[Part of a data file]

★ ★ ★ ★

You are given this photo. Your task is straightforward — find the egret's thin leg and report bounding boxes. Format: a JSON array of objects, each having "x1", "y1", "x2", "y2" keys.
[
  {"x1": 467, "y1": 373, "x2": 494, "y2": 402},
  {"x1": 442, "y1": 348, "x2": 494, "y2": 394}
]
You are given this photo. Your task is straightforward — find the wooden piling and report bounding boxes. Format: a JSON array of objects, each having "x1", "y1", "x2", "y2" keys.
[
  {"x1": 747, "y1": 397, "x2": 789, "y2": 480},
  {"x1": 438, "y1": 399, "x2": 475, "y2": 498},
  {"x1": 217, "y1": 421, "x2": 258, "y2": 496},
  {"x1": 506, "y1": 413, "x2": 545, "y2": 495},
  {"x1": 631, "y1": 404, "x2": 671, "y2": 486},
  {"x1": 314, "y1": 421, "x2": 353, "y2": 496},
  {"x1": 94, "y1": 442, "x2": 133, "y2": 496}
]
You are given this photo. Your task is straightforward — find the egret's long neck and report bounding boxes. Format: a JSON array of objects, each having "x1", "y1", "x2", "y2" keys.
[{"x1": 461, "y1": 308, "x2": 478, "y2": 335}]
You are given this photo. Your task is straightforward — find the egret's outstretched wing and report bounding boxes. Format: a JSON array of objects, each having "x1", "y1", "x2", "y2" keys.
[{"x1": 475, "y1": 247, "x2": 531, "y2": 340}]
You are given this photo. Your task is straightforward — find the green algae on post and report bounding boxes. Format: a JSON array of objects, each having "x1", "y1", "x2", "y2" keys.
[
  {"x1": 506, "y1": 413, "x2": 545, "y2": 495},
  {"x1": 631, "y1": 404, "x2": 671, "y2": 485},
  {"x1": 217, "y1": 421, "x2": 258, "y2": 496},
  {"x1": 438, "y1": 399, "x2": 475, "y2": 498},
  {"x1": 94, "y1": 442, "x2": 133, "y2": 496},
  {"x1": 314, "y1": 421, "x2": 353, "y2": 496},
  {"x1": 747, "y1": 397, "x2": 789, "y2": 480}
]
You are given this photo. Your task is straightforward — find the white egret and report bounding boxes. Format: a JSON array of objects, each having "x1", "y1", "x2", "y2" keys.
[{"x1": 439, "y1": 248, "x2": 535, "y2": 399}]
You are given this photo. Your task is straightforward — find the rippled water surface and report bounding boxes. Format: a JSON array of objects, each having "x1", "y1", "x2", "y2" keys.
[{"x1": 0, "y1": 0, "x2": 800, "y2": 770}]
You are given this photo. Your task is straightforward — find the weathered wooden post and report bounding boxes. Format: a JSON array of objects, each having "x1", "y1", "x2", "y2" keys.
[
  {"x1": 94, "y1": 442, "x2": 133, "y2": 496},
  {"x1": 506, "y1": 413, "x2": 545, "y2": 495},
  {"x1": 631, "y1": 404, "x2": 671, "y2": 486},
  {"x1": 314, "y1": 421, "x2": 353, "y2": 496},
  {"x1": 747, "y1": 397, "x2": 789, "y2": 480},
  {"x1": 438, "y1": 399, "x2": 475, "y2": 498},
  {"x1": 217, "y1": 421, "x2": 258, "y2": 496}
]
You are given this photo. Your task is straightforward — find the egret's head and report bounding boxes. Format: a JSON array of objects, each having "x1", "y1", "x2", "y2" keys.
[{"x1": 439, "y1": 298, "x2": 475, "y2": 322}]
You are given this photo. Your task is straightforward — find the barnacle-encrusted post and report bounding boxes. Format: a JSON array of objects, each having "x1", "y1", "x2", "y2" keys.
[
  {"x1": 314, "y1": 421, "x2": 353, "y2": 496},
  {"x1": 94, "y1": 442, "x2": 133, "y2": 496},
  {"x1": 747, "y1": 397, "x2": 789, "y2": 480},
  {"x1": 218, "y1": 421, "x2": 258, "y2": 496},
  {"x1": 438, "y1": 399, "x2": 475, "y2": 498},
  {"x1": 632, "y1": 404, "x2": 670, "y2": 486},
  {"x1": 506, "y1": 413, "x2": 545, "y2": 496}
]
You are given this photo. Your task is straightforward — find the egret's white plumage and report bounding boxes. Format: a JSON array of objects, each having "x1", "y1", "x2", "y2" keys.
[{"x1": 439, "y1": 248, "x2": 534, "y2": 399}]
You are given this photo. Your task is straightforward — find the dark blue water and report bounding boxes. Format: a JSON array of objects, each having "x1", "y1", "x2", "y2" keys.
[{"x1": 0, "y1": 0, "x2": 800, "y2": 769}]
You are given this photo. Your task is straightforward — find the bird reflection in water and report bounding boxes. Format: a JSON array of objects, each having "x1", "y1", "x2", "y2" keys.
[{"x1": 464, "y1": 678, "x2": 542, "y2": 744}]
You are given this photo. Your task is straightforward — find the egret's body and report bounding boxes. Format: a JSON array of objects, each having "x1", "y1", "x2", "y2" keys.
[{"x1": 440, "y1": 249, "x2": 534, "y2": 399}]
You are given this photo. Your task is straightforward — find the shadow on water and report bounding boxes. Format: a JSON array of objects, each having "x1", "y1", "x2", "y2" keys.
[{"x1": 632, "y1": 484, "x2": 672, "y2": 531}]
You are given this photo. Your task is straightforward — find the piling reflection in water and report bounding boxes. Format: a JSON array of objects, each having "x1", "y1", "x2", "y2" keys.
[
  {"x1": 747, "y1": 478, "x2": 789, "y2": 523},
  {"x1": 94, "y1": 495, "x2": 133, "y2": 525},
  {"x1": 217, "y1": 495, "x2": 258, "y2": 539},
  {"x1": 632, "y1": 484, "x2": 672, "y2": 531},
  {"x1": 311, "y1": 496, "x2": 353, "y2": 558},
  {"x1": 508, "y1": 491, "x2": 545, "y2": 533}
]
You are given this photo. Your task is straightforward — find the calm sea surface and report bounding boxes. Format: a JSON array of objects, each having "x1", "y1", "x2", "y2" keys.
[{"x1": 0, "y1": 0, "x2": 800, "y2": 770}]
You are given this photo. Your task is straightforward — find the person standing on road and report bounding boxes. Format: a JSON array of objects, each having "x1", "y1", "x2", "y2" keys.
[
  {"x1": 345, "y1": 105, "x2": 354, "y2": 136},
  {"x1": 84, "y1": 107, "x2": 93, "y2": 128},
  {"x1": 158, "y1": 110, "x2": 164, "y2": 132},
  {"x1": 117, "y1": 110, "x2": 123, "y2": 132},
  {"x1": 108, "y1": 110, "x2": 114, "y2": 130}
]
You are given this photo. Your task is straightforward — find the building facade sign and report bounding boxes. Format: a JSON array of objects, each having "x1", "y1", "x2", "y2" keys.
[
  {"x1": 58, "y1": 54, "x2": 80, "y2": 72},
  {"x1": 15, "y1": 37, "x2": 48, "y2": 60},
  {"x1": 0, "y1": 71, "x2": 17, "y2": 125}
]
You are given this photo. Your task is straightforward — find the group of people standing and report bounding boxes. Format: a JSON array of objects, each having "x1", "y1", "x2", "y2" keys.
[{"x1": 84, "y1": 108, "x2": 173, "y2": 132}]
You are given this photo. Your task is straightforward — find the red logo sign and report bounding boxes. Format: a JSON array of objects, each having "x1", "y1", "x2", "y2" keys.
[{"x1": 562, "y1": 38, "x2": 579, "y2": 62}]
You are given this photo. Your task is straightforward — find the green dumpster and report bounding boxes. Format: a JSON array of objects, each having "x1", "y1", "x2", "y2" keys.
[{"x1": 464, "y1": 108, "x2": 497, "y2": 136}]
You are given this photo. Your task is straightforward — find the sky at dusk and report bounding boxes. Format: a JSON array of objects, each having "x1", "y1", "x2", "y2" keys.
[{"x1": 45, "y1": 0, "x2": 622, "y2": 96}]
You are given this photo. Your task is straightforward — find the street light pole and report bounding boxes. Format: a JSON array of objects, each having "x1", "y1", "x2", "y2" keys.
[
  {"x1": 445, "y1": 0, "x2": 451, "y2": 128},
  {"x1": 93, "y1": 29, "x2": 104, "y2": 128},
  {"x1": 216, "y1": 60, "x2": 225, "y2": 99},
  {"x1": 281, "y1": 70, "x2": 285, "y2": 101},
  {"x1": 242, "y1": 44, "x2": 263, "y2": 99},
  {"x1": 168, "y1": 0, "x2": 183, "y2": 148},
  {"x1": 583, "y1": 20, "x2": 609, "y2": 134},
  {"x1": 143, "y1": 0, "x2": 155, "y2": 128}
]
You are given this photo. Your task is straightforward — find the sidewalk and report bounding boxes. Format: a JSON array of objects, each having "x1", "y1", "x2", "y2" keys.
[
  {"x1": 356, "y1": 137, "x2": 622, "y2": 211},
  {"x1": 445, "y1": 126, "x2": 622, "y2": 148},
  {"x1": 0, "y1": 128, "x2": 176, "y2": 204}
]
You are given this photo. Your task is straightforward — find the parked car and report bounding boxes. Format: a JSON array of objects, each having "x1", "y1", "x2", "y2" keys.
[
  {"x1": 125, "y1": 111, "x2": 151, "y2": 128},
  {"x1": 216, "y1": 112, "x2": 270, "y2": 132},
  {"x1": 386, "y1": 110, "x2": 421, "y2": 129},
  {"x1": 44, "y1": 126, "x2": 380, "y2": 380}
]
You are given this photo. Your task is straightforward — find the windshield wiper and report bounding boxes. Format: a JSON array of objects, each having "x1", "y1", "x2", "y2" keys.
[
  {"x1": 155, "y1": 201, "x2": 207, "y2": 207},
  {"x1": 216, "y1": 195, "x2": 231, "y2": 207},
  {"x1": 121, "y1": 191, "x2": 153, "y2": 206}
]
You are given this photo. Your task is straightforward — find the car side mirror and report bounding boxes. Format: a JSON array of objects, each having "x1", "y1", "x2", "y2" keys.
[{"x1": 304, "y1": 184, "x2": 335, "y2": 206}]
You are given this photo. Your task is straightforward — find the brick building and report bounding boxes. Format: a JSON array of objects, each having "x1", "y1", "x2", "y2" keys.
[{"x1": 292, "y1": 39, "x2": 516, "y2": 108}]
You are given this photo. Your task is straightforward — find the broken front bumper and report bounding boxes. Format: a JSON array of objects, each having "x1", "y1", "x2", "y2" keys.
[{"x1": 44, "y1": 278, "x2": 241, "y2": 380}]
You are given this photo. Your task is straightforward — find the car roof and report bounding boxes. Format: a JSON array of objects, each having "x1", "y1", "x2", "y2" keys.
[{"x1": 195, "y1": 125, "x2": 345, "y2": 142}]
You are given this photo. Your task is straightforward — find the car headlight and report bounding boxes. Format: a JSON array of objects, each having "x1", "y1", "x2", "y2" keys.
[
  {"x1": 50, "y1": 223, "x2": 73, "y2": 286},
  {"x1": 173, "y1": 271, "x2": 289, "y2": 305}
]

★ ★ ★ ★

# DIRECTIVE
Return every line of the rows above that contains the word "reflection", treating uppercase and lowercase as different.

# COMPLETE OUTPUT
You are given this photo. Your task is straightforward — find the bird reflection in water and report bounding boxes. Format: a JSON array of objects, each having "x1", "y1", "x2", "y2" keys.
You are given this photo. Your task is straightforward — find the piling reflection in water and report bounding boxes. Format: a JSON array of objects, each having "x1", "y1", "x2", "y2" keys.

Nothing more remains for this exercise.